Exercise = Locate every line in the records that contains the word "whole" and copy those lines. Case counts.

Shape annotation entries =
============================================================

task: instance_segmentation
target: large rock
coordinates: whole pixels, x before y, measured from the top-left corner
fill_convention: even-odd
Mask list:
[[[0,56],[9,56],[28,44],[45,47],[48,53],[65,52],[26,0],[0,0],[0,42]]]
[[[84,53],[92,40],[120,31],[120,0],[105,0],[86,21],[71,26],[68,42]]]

============================================================

Exercise answer =
coordinates: whole pixels, x before y, measured from the top-left corner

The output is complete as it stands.